## Task requirements:
Update the items below by replacing "point out" with "mark" everywhere and keeping everything else the same. Leave the pictures out of your answer.

## Dataset records:
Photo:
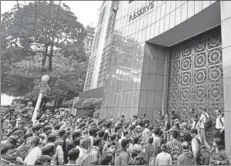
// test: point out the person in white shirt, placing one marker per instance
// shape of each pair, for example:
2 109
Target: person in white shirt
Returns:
220 122
34 153
201 123
163 158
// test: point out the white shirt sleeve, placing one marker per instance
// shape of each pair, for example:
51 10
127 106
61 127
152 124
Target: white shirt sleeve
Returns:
32 156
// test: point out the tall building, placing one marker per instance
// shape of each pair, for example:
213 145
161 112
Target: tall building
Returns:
103 29
88 41
171 56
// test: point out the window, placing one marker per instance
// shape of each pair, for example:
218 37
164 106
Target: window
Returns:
130 1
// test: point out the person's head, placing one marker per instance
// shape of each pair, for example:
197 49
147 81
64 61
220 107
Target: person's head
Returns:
185 145
107 159
21 124
163 147
166 116
136 140
140 160
62 134
113 137
73 154
70 146
157 131
76 135
125 143
85 143
8 153
218 112
37 129
93 132
150 140
47 129
96 141
29 104
46 160
194 132
101 134
219 144
51 137
111 147
175 134
33 142
38 161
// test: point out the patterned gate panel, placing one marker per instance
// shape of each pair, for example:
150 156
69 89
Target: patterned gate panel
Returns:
196 76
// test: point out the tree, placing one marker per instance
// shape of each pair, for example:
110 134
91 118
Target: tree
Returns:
38 33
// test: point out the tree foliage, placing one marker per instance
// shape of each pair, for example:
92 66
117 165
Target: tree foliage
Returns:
42 38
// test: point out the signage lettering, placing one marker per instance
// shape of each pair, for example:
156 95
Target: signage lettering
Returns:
141 11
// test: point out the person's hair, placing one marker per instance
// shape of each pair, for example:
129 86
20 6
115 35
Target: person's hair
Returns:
48 150
101 133
35 141
220 144
106 135
106 159
219 111
38 161
194 131
175 134
96 141
136 140
111 144
125 142
134 153
157 131
57 127
5 149
126 133
76 135
45 158
77 142
113 137
73 154
150 140
140 160
163 147
92 132
51 139
70 146
62 133
185 145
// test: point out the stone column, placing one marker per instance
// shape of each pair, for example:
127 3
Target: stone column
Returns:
226 51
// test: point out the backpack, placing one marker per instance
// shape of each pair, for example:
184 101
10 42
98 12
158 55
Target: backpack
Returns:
203 153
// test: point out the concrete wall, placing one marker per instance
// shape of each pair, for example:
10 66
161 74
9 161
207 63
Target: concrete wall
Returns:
226 51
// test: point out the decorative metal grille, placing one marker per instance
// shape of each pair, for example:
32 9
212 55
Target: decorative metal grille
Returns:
196 75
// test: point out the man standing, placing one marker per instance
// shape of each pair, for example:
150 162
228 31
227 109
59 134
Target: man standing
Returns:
201 123
34 153
186 158
220 122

## Worked solution:
Photo:
// test: mark the person in white shirt, placing one marker per instance
// shape of each pair, for example:
2 109
Target: person in white shirt
Returns:
220 122
34 153
201 123
163 158
// test: mark the white shirt sleeve, placing one marker per instance
// shape of each pair, for example:
51 10
127 106
61 127
152 124
Target: white shirt sleeve
Returns:
32 156
// test: mark the tall building, placing one marker per instance
// shape of each pair, for example:
213 145
161 112
Target: tall building
Returns:
103 29
88 41
171 56
// test: mark the window, placing one marker per instance
// shape of each pair, for example:
218 37
164 106
Target: window
Returns:
130 1
// test: mark the person's head, placing one marker per instance
// shape of each pair, for example:
197 49
147 81
64 61
220 107
Target: person's head
Returns:
185 145
107 159
21 124
163 147
166 116
136 140
140 160
62 134
113 137
73 154
70 146
157 131
76 135
125 143
85 143
8 153
218 112
37 129
93 132
150 140
47 129
96 141
29 104
46 160
194 132
101 134
219 144
51 137
111 147
175 134
33 142
38 161
// test: mark the patterned gate panel, placing one marker per instance
// shape of each pair, for example:
150 156
69 89
Target: patterned gate panel
Returns:
196 76
// test: mark the tree, placing one marker per instance
// shape of each pair, for example:
110 134
91 118
Target: tree
Returns:
38 33
// test: mark the tree foliage, placing one marker per instance
// shape of each pair, for example:
92 66
117 165
Target: tree foliage
Returns:
42 38
// test: mark the signage lettering, placing one marker per instance
// shape of each pair, for example:
156 95
Target: signage lettering
Returns:
141 11
// test: mark the person's hair, placing one marker per instance
// shape of each pair, for example:
129 86
20 6
115 35
Target: person's hair
Returns:
48 150
101 133
35 141
220 144
106 135
106 159
219 111
38 161
194 131
175 134
96 141
136 140
111 144
125 142
134 153
157 131
57 127
5 149
126 133
76 135
45 158
77 142
113 137
73 154
150 140
140 160
163 147
92 132
51 139
70 146
62 133
185 145
// test: mark the stone column, placing one marker per instance
// shape of each pair, for example:
127 3
Target: stone column
Returns:
226 51
// test: mark the backpack, placing one marker per instance
// shape of each pair, for example:
184 101
10 42
98 12
158 55
Target: backpack
Returns:
203 153
// test: mark the concrete wall, placing one marker per instance
// shape of each pair, for example:
10 66
161 74
9 161
207 63
Target: concrete wall
Returns:
226 51
// test: mark the decorative metal grille, placing one marker per instance
// shape of each pair, for example:
32 9
212 55
Target: decorative metal grille
Returns:
196 75
// test: mark the man standing, placing one marker per instance
// shape of each pair, for example:
150 162
228 31
227 109
59 134
Target: man standing
Returns:
201 123
34 153
186 158
220 122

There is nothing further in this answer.